:: What you should do ::
Nothing should be left out: output all of the entries exactly.

——

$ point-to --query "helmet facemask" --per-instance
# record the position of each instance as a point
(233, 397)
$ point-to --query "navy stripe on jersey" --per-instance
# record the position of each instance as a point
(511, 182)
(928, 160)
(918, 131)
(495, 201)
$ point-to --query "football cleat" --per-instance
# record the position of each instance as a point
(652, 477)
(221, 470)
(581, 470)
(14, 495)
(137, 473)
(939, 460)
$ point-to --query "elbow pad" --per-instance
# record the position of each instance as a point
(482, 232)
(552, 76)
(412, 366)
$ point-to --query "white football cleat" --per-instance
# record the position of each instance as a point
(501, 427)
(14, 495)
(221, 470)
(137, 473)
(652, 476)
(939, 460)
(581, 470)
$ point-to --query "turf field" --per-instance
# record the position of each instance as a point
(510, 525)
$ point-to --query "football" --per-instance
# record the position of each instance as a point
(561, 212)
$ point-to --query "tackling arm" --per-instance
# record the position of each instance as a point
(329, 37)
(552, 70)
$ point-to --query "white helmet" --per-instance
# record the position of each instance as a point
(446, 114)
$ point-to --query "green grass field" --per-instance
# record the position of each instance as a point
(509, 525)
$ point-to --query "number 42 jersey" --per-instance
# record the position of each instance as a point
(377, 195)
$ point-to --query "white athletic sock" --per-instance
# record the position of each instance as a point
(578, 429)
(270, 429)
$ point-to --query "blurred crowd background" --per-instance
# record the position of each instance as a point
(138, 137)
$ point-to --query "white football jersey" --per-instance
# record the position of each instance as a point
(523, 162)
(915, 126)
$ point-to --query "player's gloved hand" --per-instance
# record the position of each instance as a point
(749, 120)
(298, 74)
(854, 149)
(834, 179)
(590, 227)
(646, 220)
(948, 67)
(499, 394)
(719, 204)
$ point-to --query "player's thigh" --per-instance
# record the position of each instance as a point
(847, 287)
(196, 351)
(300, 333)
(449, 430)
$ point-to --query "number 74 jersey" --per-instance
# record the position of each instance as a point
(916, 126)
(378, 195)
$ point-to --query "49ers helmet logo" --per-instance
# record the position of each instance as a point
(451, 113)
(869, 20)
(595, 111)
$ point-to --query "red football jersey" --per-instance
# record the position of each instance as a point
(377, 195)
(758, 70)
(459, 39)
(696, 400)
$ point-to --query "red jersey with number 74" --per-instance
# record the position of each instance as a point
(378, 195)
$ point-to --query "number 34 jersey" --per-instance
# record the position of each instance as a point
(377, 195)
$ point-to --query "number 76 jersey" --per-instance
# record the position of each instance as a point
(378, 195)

——

:: Exercise response ::
$ point-to --query "helmet facemask" --per-instance
# record the position of each instance as a point
(233, 397)
$ point-to --query "navy stripe on jersey" --per-instance
# record the position of each instance as a point
(511, 182)
(928, 160)
(918, 131)
(495, 201)
$ point-to --query "football cleat" --per-instance
# record the position of each instance as a point
(652, 477)
(221, 470)
(581, 470)
(14, 495)
(137, 473)
(939, 460)
$ point-to --query "elbow pad" --per-instance
# record the position of each instance as a point
(482, 232)
(552, 76)
(412, 366)
$ point-to --query "white football cleat" --per-instance
# record the position of each instance as a point
(501, 427)
(14, 495)
(221, 470)
(137, 473)
(652, 476)
(939, 460)
(581, 470)
$ point-to --query "turf field" --per-instance
# record the position of each instance as a point
(510, 525)
$ point-to --query "football" --per-instance
# record the position of each instance as a point
(561, 212)
$ point-to --query "tackling arm" --per-instance
# record the position of each instance as a point
(329, 37)
(552, 70)
$ point-to --query "white helmet" --per-instance
# record the position of each instance as a point
(446, 114)
$ point-to --query "green grass field" --per-instance
# record the position of each instance as a point
(509, 525)
$ point-to --query "number 42 jersey" --per-instance
# record the position of each instance as a point
(377, 195)
$ point-to --query "white athletic sock" --per-instance
# record the position of each instance as a point
(578, 429)
(270, 429)
$ point-to --query "blurred crowd background" --per-instance
# record the position of each instance as a point
(138, 137)
$ point-to --query "white football jersey" --per-instance
# record the position of each instance as a point
(523, 162)
(915, 126)
$ point-to --query "player's gloved hand" --per-instance
# record the position of each instance as a point
(749, 120)
(298, 74)
(854, 149)
(834, 179)
(590, 227)
(646, 220)
(948, 67)
(499, 394)
(719, 204)
$ point-to --query "player's thigh" --per-instance
# record the position of each instance as a point
(847, 287)
(196, 351)
(300, 333)
(449, 430)
$ point-to --query "number 74 jersey" --per-instance
# record the position of each instance as a point
(916, 126)
(378, 195)
$ point-to --query "49ers helmet logo" --per-instance
# record the position of each instance as a point
(451, 113)
(869, 20)
(595, 111)
$ point-to --query "red football jersey" --per-instance
# record the position of each instance as a point
(377, 195)
(758, 70)
(459, 39)
(696, 400)
$ point-to --query "red jersey with number 74" --per-instance
# record the position of each instance as a point
(378, 195)
$ point-to --query "number 34 jersey" --per-instance
# record the position of each instance as a point
(377, 195)
$ point-to --query "number 76 jersey" --per-instance
# record the position of each instance as a point
(378, 195)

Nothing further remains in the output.